What the exercise asks: Copy out every line of the data exactly.

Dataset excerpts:

........

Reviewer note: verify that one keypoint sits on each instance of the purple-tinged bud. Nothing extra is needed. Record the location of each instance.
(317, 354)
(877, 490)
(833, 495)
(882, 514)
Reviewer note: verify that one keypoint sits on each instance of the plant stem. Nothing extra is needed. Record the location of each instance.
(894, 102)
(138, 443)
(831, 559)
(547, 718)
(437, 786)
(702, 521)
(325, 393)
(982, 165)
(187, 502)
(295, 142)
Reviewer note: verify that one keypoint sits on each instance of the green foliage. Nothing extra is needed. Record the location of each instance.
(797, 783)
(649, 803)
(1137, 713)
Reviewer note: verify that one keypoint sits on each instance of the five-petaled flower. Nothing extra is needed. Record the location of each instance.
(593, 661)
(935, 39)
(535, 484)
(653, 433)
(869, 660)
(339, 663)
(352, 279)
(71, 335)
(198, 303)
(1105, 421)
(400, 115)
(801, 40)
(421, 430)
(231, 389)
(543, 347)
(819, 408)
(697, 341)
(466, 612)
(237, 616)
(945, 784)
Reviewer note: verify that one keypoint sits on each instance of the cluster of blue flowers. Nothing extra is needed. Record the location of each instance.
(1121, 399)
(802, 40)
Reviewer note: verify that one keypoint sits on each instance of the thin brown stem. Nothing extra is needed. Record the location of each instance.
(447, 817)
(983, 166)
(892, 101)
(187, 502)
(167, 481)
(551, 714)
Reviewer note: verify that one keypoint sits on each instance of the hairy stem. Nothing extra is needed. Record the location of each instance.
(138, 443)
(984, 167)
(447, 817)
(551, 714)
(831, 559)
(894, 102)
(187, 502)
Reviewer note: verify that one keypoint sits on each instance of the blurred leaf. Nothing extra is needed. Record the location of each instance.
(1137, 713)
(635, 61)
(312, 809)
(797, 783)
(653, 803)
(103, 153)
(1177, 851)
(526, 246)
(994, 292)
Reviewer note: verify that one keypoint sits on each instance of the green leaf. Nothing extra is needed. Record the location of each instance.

........

The completed task:
Reviewer note: verify that one keypoint sits on each instance of the purple-tinged bud. Nothing extra is needed. Record the location of each instance.
(317, 354)
(877, 490)
(833, 495)
(882, 514)
Reviewer note: verify that one keypoint sits on each instance of the plant stem. Nothing extra is needed. Record the location of each instance.
(894, 102)
(138, 443)
(831, 559)
(547, 718)
(437, 786)
(702, 521)
(325, 393)
(982, 165)
(187, 502)
(295, 142)
Reviewer note: verify that one keypoint sits on each instance of the green foliage. Nothing extra is needed. Record the location of each instance.
(797, 783)
(649, 803)
(1137, 713)
Reviewer note: verify that one keypoint sits on each instance of the five-petaled flower. Nothing extra is needed. Record the location of each instance.
(593, 661)
(935, 39)
(535, 484)
(653, 433)
(869, 660)
(339, 663)
(352, 279)
(71, 335)
(198, 303)
(1105, 421)
(400, 115)
(801, 40)
(421, 430)
(231, 389)
(543, 347)
(819, 408)
(697, 341)
(466, 612)
(237, 616)
(945, 784)
Reviewer note: verify that one keypoint sits on each instance of the cluster of blue flowers. Nothing extra is needed. Record the location of each instance.
(1121, 399)
(802, 40)
Reviewer note: verify that one keypoint sits on each instance of the thin brown stem. Nothing extra is needed. Record the location of each instance.
(447, 817)
(983, 166)
(892, 101)
(187, 502)
(167, 481)
(551, 714)
Reviewer note: verify that one keypoint sits on each instance of the hairy stem. Nothing extra is needed. Record the location of each instance.
(138, 443)
(984, 167)
(447, 817)
(551, 714)
(831, 559)
(894, 102)
(187, 502)
Reviewer note: verify that one keypoint sits on each instance of the blurred leaf. Nothing extra is needed. Record the location of each instance.
(1137, 713)
(635, 61)
(312, 809)
(797, 783)
(653, 803)
(103, 153)
(1177, 851)
(526, 246)
(994, 292)
Reviewer note: verify that one keypoint sits on each instance of the green leaf. Nothing extra is needed. Record the location of each instance.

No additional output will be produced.